» **INSTRUCTIONS FOR THE TASK**: Restate the full set of records exactly, without adding or dropping a word.

DATA section start

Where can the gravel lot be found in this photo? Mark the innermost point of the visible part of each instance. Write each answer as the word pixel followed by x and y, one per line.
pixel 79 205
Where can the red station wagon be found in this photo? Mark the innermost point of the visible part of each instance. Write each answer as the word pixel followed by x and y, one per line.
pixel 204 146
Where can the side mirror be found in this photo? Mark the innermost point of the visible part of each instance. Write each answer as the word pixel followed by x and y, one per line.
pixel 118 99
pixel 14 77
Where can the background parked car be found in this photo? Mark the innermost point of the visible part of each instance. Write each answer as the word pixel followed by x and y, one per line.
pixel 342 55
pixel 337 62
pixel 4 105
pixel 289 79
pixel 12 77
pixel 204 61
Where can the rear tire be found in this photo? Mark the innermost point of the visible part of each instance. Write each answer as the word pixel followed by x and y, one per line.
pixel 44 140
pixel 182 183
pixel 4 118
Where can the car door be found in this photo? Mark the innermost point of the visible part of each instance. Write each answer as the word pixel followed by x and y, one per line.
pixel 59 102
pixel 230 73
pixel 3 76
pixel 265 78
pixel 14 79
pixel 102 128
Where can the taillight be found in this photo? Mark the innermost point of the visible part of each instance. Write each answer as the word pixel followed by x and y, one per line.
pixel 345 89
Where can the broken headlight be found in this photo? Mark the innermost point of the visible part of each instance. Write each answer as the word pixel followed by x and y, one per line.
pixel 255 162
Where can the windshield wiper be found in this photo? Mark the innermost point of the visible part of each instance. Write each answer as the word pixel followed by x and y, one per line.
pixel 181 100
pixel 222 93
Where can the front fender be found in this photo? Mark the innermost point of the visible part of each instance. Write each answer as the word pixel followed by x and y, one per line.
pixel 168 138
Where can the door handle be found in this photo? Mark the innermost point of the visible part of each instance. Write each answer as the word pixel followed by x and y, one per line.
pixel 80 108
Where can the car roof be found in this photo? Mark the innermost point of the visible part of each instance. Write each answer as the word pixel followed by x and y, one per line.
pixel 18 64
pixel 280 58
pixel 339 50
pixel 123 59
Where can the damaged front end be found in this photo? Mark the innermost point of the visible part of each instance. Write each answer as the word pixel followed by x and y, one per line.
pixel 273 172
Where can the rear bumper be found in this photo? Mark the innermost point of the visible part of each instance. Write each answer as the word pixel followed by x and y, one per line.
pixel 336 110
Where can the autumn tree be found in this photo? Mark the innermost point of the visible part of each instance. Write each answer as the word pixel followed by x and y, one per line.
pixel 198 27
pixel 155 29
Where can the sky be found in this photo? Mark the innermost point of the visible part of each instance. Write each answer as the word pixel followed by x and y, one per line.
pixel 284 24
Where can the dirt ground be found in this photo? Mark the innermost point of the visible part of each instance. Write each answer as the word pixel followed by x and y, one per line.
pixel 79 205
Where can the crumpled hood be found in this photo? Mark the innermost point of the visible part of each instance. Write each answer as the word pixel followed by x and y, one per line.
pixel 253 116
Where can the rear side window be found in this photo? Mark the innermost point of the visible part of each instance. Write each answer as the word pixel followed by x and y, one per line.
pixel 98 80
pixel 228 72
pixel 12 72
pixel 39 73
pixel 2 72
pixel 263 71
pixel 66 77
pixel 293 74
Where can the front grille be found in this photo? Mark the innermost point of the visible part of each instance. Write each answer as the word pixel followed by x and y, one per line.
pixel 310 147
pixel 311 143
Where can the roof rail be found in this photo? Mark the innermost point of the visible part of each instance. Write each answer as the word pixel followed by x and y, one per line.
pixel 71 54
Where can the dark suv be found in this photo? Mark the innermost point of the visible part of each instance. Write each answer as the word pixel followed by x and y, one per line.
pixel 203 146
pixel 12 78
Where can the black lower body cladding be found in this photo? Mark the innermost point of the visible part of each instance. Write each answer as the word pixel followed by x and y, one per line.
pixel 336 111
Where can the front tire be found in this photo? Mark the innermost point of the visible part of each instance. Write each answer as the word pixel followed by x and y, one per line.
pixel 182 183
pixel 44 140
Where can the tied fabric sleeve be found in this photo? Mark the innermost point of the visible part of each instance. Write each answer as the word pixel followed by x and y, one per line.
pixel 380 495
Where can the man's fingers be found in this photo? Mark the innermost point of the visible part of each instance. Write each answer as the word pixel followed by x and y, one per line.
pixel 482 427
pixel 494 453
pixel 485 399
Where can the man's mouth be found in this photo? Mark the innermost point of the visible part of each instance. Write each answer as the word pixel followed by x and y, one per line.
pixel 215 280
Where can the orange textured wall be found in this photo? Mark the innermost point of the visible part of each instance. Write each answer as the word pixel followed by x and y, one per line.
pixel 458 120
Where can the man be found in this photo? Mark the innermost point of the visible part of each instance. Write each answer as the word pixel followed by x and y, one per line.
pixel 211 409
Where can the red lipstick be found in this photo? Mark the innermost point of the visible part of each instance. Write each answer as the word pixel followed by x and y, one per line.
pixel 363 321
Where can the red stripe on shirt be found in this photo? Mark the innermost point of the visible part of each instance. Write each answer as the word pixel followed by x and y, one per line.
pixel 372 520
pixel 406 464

DATA section end

» **SOLUTION FOR THIS TASK**:
Where can the gravel lot be found in this photo? Mark the innermost point of the visible part of each instance. Write each answer as the word pixel followed by x and y, one per line.
pixel 79 205
Where can the red station wagon be found in this photo? Mark the innermost point of the visible part of each instance. Write each answer as the word pixel followed by x and y, one per line.
pixel 204 146
Where can the side mirror be found in this photo? Mark the innermost point of the visible part of each instance. Write each answer as the word pixel followed by x and y, one per line.
pixel 118 99
pixel 14 77
Where can the background parked car be found in this photo? Mark the innermost point of the visible part of each instance. Write each answer as the word pixel followed by x and y, one per line.
pixel 342 55
pixel 337 62
pixel 4 105
pixel 289 79
pixel 12 77
pixel 204 61
Where can the rear tire be found in this photo? Mark the innermost point of the visible part of each instance. Write each answer as the word pixel followed by x and y, one per line.
pixel 44 140
pixel 182 183
pixel 4 118
Where can the car door be found in this photo? Mark the innermost point of the visible part of each instance. Write each answer as the word pixel followed by x and y, one per line.
pixel 59 102
pixel 230 73
pixel 3 76
pixel 265 78
pixel 14 79
pixel 102 128
Where can the taillight be found in this photo? Mark the innermost point of the visible part of each instance. Write each answer as the word pixel followed by x and y, one per line.
pixel 345 89
Where can the broken headlight be found in this photo? Mark the innermost point of the visible part of each instance. Write each answer as the word pixel followed by x and y, one per line.
pixel 255 162
Where can the windshield wiper be found in this photo? Mark the innermost point of the visible part of each instance. Write each answer as the word pixel followed by x and y, one per line.
pixel 181 100
pixel 222 93
Where can the front fender be found in this photo? Mark the innermost point of the visible part of each instance. Write each answer as the word pixel followed by x and y, one per line.
pixel 168 138
Where can the door handle be found in this photo? Mark the innermost point of the visible part of each instance. Write each answer as the word pixel followed by x and y, one per line.
pixel 80 108
Where can the car roof be found in this photo? Mark the innermost point of the visible part of each instance. Write each answer as the word pixel followed by x and y, one per line.
pixel 18 64
pixel 280 58
pixel 339 50
pixel 123 59
Where can the damaged front end be found in this photo? Mark the innermost point of the visible part of each instance. Write each answer as the word pixel followed by x and y, one per line.
pixel 273 172
Where can the rear bumper be found in this photo? Mark the innermost point of the visible part of each instance. Write each answer as the word pixel followed by x and y, one per line.
pixel 336 110
Where can the autumn tree be found in this photo? Mark the innermost point of the visible part of each instance. Write each answer as the word pixel followed by x and y, one per line.
pixel 198 27
pixel 155 29
Where can the sky be found in this photo? Mark the innermost point of the visible part of each instance. Write each answer as the word pixel followed by x and y, one per line.
pixel 284 24
Where can the dirt ground be found in this photo? Mark the innermost point of the visible part of each instance. Write each answer as the word pixel followed by x and y, one per line.
pixel 79 205
Where can the crumpled hood be found in this photo? Mark the innermost point of the visible part of each instance. Write each answer as the word pixel followed by x and y, one per line.
pixel 253 116
Where can the rear side window be found in this photo? Mark the innermost point of the visible part of each instance. Write each answer as the word pixel followed by x and y, one per line.
pixel 98 80
pixel 228 72
pixel 12 72
pixel 39 73
pixel 2 72
pixel 263 71
pixel 66 77
pixel 293 74
Where can the front grille be found in this photo? Mark the innermost point of the visible part of each instance. Write each answer as the word pixel followed by x and y, one per line.
pixel 310 147
pixel 311 143
Where can the roof rail be found in this photo? Mark the innermost point of the visible part of each instance. Write each answer as the word pixel followed by x and y, one per line.
pixel 71 54
Where can the dark suv be found in this photo? Mark the innermost point of the visible part of each instance. Write each answer as the word pixel followed by x and y, one per line.
pixel 203 146
pixel 12 78
Where can the black lower body cladding be found in this photo? Mark the innermost point of the visible part of each instance. Write each answer as the word pixel followed by x and y, one per line.
pixel 336 111
Where can the front tire be found in this photo? Mark the innermost point of the visible part of each instance. Write each answer as the word pixel followed by x and y, one per line.
pixel 182 183
pixel 44 140
Where can the tied fabric sleeve be found in this photo? Mark the innermost point of the visible part of each instance. Write each answer as the word pixel followed by x and y, one per line.
pixel 380 495
Where can the man's fingers be found in this photo? Mark the innermost point of the visible part of each instance. Write each answer as the word pixel followed by x and y, one per line.
pixel 482 427
pixel 494 453
pixel 485 399
Where can the man's mouth be found in this photo? Mark the innermost point of the visible part of each instance. Write each answer as the word pixel followed by x and y, one per line.
pixel 215 280
Where can the orange textured wall be found in this photo? Mark the innermost point of the visible part of each instance. Write each answer as the word pixel followed by x and y, one per line.
pixel 458 120
Where can the man be found in this photo? Mark the innermost point of the visible part of each instance. Write each answer as the word pixel followed by x and y, one per line.
pixel 211 409
Where can the red lipstick be found in this photo? Mark the innermost point of the visible part of each instance. Write each answer as the word pixel followed by x and y, one per line.
pixel 363 321
Where can the red stripe on shirt be found in this photo? Mark the innermost point of the visible part of each instance. Write each answer as the word pixel followed by x and y, one per line.
pixel 372 520
pixel 406 464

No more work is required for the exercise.